#### Object location annotation data
———
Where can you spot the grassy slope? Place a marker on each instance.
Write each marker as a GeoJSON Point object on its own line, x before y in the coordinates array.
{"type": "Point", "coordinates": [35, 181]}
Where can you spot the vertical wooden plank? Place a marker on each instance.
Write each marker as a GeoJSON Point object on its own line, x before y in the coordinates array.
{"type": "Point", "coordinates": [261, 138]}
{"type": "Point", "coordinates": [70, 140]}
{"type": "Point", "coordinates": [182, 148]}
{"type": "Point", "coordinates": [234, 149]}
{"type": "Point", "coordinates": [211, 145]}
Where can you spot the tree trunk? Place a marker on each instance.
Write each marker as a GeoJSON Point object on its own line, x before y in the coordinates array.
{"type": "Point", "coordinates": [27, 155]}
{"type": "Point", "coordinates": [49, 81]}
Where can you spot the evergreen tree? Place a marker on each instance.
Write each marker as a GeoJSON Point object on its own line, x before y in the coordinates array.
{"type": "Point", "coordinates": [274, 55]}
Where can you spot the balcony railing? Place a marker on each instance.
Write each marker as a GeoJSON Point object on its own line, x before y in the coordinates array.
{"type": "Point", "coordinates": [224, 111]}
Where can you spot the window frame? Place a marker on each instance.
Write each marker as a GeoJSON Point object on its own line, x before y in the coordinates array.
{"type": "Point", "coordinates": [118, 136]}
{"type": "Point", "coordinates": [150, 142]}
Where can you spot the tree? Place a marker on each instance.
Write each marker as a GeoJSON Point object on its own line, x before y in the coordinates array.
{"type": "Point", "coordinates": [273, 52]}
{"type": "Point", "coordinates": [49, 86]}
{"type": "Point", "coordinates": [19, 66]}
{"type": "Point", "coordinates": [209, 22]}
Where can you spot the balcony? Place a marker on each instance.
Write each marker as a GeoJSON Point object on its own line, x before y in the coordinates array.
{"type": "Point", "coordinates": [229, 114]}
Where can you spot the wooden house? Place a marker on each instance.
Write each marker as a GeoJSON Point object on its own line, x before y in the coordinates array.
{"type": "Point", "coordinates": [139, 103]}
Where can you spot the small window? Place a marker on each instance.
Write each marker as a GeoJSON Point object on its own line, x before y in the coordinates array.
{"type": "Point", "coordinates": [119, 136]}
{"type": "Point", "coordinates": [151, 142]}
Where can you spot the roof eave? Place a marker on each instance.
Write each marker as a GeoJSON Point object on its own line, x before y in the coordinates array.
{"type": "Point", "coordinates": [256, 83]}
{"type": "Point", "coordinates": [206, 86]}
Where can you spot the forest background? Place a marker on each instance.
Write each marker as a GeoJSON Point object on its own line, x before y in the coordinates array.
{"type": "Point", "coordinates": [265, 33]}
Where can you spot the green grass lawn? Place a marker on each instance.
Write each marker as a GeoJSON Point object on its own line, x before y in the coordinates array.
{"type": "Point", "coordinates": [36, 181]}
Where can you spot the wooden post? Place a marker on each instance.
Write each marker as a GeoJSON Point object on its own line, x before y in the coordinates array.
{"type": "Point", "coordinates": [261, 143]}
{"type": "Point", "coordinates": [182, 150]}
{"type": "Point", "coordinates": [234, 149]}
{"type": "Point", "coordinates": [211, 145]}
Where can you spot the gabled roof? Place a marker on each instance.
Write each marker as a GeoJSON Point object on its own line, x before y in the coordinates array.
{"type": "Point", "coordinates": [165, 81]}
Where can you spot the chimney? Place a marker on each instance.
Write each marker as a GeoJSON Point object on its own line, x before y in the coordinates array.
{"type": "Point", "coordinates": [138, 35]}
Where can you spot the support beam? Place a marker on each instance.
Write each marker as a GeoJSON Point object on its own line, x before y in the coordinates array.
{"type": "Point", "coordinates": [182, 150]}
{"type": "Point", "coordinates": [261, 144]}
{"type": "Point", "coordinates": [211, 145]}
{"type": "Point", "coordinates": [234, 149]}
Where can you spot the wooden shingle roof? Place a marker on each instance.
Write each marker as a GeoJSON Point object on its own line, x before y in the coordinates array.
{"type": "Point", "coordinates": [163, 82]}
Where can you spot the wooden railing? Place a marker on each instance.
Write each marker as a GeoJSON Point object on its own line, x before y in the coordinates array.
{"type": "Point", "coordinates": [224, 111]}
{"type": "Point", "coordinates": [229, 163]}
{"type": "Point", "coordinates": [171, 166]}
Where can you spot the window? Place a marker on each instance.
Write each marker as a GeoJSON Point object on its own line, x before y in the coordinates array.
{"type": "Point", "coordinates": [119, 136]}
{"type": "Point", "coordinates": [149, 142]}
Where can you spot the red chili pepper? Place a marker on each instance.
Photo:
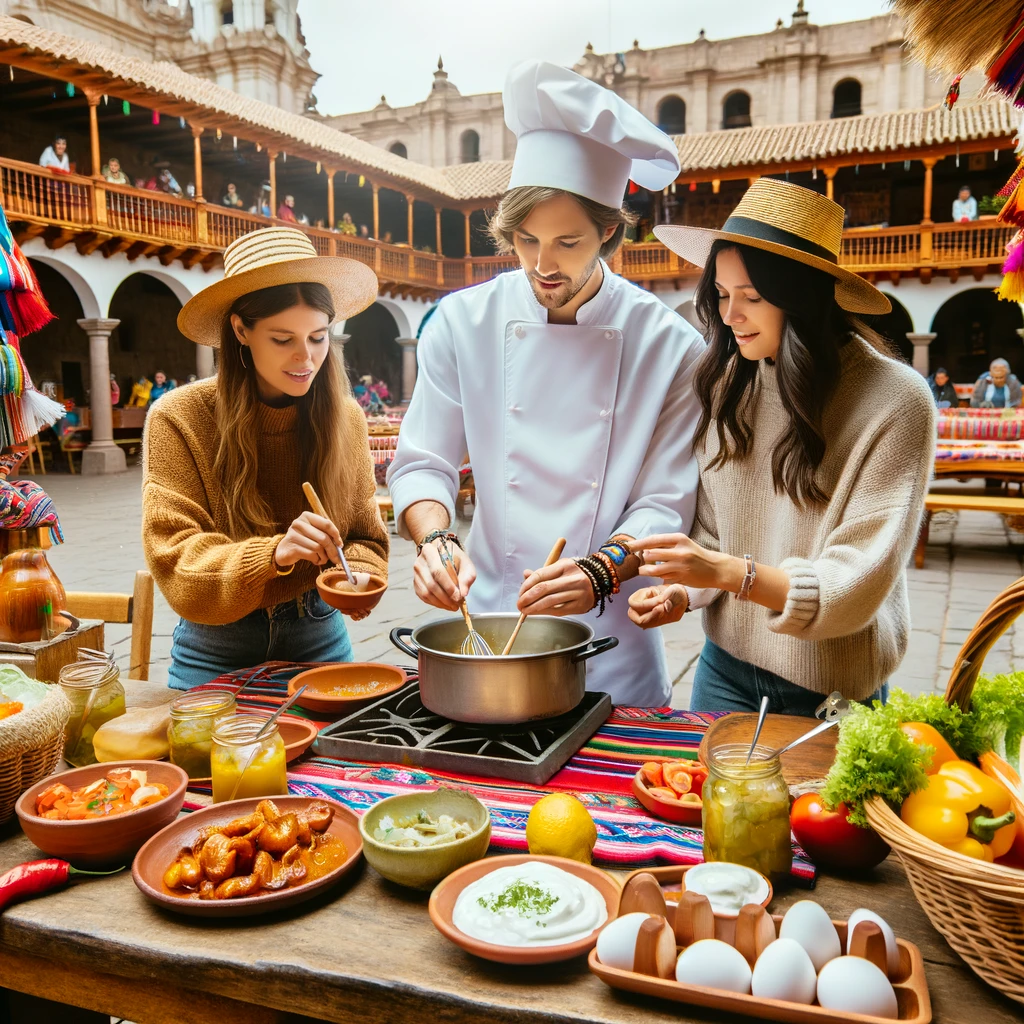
———
#### What to produce
Return every line from the rows above that contains the string "balcony", copying each line in full.

#### Correct result
Where can you spot the balcony railing? Place a marker on each instance.
Where can you spot the balcony? Place a marker on each instance.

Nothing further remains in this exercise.